# [Work order]
All entries are to be copied exactly, with pictures removed.

(Supplied records begins)

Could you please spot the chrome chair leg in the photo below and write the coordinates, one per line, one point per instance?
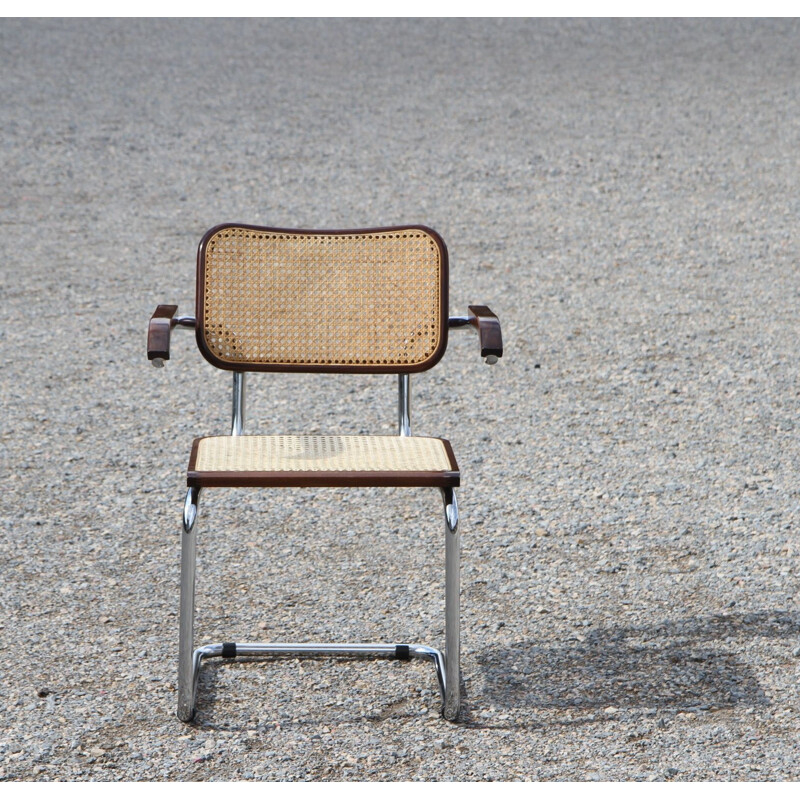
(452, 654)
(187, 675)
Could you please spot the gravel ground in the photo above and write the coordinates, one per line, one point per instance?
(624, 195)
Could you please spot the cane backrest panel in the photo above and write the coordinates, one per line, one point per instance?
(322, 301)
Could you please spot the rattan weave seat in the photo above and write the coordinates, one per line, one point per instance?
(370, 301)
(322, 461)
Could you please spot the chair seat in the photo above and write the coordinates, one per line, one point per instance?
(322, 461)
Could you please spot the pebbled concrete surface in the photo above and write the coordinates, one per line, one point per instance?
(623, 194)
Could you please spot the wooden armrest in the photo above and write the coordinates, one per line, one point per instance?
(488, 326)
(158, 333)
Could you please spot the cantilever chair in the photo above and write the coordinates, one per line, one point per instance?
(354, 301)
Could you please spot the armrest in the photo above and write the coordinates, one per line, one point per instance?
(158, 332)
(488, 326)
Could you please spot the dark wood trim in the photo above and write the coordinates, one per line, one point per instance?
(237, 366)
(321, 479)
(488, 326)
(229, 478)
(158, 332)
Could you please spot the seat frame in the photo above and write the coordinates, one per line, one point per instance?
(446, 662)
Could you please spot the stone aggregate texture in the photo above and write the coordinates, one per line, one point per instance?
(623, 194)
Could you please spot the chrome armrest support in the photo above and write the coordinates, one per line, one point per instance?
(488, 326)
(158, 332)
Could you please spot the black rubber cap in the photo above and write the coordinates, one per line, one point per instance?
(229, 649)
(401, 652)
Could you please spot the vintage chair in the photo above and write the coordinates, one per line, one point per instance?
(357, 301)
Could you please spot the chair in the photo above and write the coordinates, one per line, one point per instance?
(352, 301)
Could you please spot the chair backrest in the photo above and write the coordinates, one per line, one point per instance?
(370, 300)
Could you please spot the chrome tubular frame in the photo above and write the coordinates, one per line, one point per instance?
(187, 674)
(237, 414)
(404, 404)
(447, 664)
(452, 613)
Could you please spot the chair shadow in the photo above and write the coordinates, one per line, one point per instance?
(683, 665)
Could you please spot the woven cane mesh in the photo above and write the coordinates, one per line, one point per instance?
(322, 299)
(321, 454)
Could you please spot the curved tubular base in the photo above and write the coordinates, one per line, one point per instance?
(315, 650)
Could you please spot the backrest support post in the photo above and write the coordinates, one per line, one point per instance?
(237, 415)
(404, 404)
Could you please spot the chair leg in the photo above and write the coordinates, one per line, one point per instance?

(Supplied records ends)

# [Task result]
Could you please spot the chrome chair leg in the photo below and write the coordinates, one per line, one point per instance?
(452, 654)
(187, 675)
Could you please spot the gravel ground in the photo above and write the coordinates, one per line, one point per instance?
(624, 195)
Could you please spot the cane backrest panel in the photo above and write the coordinates, one per line, one point per instance?
(322, 301)
Could you please spot the rattan weave seat in the photo above and write the coordinates, one per line, one point per instance?
(370, 301)
(322, 461)
Could you please spot the chair seat in the photo above and write the coordinates, one per line, one point per instance?
(322, 461)
Could you please spot the pebbled concrete surface in the photo above and write the coordinates, one per line, one point per instance?
(623, 194)
Could you please spot the wooden armrest in the photo above and write the coordinates, one per line, one point per instance?
(488, 326)
(158, 333)
Could you please spot the cantilever chair in the photo above and write the coordinates, one per line, one point per instance?
(354, 301)
Could you please spot the armrest in the photo above and write the coordinates, one per line, one point per instance?
(158, 332)
(488, 326)
Could you please spot the dark wood trim in the photo above and write the coordinates, one per line, one point per instance?
(237, 366)
(321, 479)
(488, 326)
(229, 478)
(158, 332)
Could you please spot the seat frame in the photo above and write the coordinates, one per line, one point per instance?
(446, 662)
Could you please spot the stone aggregate texture in the photo above and write the coordinates, one per line, one point per instance?
(623, 194)
Could you please spot the chrome armrest support in the photo above and write the coordinates, one per line, one point per instance?
(488, 326)
(158, 332)
Could you please spot the black rubber cap in the photo above and write the coordinates, one per line, one point per instance?
(229, 649)
(401, 652)
Could you please spot the vintage chair in the photo above and write the coordinates, one per line, one point per instance?
(357, 301)
Could you please spot the chair in the photo above and write the coordinates, one per line, one point per instance?
(352, 301)
Could you please spot the chair backrest in the photo above and write the coordinates, one per line, one point per instance?
(370, 300)
Could you please spot the chrome tubular frame in the photo above and write the coordinates, one per line, one point per instance?
(187, 674)
(237, 414)
(404, 404)
(447, 664)
(452, 613)
Could you please spot the chair shadow in the photo above and write the coordinates, one per line, one point per instance?
(683, 665)
Could you please spot the woven cane mesh in the photo above and write the coordinates, one per line, one point per instance?
(322, 299)
(321, 454)
Could you please spot the curved tubular base in the photo above and write the coordinates, one per line, one point per instance?
(315, 650)
Could you please spot the backrest support post in the photo above and write the coordinates, one per line, one point per instance?
(237, 415)
(404, 404)
Could you please spot the chair leg in the photo above and write the coordinates, one per line, one point per instance?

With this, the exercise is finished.